YOUR TASK
In the entries that follow, the lines from the one with "Report the position of each instance of the broken" through the one with "Report the position of each instance of the worker" are the ones to write out, exactly and with both ends included. Nothing else should appear.

GIVEN INFORMATION
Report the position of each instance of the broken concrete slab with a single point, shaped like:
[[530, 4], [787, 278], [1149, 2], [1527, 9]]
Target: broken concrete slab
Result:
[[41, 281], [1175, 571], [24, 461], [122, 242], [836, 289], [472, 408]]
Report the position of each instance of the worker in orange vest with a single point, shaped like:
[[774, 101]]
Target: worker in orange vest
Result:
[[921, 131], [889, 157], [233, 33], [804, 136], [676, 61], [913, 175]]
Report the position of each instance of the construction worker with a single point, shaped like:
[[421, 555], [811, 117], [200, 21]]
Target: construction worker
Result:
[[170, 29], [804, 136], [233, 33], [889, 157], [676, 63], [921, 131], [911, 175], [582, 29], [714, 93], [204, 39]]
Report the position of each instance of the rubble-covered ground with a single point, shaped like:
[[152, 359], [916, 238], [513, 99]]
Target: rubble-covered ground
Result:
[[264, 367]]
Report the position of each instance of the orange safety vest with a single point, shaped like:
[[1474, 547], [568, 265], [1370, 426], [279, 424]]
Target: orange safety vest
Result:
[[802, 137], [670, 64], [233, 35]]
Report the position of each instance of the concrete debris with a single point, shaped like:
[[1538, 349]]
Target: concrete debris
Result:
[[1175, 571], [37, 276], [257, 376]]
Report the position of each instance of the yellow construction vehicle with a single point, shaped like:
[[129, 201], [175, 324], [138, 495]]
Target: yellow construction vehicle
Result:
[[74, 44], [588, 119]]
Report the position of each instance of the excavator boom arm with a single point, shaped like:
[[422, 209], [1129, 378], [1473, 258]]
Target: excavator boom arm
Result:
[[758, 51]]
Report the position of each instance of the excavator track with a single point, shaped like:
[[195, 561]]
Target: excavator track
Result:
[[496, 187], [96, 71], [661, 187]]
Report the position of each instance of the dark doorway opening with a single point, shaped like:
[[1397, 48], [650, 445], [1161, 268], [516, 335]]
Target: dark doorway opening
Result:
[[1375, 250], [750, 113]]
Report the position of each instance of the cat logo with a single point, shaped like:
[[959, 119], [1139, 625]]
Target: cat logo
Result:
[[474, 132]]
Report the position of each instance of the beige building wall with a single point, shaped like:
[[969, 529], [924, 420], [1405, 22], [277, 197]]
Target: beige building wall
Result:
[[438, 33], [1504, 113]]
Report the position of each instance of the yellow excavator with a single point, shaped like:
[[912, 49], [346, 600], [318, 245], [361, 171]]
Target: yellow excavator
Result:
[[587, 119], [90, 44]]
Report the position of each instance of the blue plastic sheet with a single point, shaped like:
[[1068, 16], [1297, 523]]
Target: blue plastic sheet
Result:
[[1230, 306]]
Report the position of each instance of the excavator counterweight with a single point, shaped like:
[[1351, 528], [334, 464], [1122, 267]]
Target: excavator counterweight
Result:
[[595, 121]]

---

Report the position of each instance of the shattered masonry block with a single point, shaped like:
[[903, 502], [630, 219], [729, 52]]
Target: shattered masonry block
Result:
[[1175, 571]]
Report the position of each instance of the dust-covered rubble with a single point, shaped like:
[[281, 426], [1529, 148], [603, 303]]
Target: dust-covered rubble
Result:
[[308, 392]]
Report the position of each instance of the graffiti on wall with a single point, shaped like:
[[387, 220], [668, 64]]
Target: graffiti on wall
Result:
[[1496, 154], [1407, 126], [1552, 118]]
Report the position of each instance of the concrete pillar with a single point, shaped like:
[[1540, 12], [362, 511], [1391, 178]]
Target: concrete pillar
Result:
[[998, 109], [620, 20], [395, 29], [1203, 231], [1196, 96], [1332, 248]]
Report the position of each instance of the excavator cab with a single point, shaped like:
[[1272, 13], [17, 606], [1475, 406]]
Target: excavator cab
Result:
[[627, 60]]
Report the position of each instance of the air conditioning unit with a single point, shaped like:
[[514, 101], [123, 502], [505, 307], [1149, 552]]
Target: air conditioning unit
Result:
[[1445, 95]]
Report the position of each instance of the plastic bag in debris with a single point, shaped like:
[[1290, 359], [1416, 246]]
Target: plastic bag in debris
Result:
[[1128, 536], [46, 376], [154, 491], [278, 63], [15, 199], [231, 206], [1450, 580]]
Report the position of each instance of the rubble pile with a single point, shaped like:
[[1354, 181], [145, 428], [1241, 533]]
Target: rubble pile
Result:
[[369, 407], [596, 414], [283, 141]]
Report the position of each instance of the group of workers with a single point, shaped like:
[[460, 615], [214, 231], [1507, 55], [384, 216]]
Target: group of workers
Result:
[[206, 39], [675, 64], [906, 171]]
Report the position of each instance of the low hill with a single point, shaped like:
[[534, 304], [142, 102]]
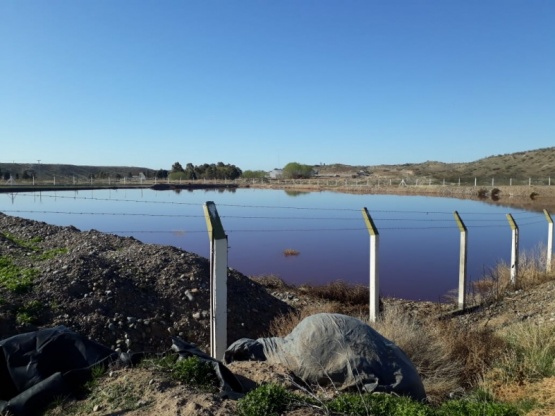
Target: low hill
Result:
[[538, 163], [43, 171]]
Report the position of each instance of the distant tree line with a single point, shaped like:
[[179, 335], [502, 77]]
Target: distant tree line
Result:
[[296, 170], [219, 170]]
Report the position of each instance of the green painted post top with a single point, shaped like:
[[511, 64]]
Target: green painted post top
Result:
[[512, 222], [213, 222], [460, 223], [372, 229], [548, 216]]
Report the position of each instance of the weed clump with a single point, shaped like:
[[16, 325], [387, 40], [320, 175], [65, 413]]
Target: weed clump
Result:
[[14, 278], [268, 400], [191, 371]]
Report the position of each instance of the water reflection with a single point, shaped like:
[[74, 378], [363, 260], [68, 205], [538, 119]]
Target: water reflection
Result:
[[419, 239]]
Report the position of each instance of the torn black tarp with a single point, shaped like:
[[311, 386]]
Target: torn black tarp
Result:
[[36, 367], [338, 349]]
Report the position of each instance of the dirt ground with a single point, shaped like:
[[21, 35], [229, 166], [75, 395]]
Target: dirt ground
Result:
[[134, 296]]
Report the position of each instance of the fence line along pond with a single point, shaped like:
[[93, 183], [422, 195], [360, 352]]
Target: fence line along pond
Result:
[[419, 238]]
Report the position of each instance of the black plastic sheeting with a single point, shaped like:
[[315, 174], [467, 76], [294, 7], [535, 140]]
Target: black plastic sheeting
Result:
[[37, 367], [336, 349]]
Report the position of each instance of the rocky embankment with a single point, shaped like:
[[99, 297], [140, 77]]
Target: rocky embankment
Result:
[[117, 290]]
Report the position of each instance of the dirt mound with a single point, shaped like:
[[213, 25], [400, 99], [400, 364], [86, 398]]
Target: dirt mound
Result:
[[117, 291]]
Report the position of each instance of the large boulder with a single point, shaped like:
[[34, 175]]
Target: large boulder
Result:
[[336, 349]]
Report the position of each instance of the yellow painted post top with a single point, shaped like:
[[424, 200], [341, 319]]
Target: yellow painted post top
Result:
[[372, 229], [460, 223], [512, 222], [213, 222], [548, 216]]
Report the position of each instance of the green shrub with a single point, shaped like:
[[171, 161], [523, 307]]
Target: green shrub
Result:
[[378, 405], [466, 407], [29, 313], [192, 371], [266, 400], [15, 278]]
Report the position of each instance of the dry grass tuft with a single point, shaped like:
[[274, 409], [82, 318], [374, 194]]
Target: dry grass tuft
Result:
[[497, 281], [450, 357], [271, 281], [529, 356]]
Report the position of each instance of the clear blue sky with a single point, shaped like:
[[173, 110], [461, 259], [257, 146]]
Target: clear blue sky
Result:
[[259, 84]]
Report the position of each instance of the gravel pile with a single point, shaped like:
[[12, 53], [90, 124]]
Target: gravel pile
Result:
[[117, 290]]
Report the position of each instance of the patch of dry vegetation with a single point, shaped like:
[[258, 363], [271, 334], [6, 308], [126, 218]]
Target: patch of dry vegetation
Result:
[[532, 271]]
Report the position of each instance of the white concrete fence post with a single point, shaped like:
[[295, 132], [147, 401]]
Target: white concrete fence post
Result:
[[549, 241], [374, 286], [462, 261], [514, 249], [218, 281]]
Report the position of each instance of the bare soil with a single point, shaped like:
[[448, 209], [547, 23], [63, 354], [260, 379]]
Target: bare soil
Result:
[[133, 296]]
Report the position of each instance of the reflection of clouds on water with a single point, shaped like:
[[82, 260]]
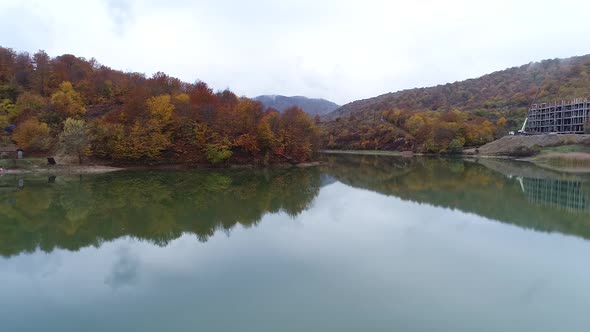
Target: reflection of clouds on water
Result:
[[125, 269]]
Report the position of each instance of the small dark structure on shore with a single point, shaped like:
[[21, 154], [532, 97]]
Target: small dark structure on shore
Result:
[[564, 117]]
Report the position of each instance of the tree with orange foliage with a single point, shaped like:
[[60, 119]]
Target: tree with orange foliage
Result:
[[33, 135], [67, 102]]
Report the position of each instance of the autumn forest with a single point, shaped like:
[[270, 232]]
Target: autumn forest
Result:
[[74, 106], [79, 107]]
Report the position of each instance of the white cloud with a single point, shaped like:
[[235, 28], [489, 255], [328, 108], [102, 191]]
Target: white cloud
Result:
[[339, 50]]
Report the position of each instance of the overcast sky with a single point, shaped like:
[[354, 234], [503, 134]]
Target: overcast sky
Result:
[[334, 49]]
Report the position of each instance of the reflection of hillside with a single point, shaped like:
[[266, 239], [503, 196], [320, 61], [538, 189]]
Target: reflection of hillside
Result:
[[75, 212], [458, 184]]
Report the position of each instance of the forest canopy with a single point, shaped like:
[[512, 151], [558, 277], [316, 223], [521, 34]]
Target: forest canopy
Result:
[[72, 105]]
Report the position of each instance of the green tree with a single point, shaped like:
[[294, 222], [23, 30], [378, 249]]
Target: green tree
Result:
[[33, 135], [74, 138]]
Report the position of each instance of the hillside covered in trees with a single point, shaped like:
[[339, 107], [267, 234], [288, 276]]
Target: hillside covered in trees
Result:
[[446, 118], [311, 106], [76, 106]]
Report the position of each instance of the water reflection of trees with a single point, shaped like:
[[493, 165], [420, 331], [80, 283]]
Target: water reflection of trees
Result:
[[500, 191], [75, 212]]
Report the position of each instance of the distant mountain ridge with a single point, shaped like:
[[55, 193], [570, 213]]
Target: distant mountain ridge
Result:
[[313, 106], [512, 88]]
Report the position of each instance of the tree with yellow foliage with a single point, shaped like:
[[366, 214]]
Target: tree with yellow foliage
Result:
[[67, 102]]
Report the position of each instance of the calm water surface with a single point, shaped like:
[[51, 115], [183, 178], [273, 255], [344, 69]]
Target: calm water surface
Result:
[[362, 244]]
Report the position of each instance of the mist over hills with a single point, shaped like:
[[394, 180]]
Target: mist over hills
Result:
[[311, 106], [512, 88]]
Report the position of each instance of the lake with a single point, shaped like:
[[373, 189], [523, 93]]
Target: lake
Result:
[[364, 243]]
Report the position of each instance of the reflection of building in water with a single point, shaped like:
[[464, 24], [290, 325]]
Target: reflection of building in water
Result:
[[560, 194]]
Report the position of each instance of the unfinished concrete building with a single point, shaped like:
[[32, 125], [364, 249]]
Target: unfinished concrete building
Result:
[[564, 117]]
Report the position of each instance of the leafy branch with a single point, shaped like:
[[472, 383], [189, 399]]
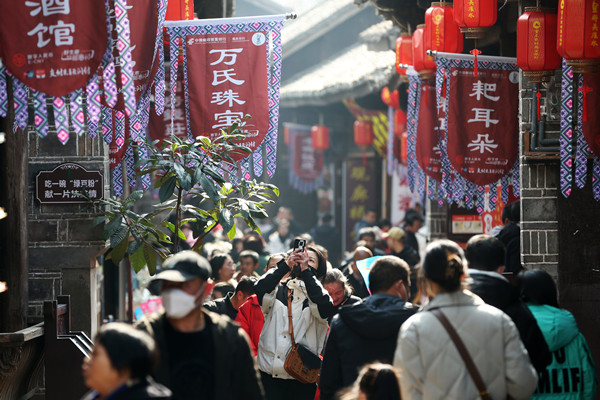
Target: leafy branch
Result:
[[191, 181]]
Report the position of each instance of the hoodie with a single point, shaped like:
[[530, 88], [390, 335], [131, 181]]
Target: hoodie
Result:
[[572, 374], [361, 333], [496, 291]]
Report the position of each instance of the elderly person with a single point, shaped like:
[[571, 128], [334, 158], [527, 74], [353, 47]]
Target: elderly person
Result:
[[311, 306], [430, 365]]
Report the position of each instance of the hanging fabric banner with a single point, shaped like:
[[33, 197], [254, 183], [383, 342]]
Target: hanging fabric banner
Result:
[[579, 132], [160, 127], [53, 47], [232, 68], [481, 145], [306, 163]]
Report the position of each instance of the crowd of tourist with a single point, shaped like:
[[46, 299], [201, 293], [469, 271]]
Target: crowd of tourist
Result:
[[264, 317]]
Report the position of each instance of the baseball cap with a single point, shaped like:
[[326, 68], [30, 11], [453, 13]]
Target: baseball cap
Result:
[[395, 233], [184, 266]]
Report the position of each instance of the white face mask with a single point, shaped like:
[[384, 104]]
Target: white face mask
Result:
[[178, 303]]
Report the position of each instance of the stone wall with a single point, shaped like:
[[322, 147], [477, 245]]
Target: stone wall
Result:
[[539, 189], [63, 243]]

TASK RESPONSE
Report the position of each instance of the broken concrete slab with a single point, shaped like:
[[530, 4], [787, 278], [1149, 2], [1527, 9]]
Target: broken concrete slab
Result:
[[41, 281], [1175, 571], [24, 461], [122, 242], [836, 289], [472, 408]]
Report the position of each instance of the worker in orange vest with a single point, shaped like:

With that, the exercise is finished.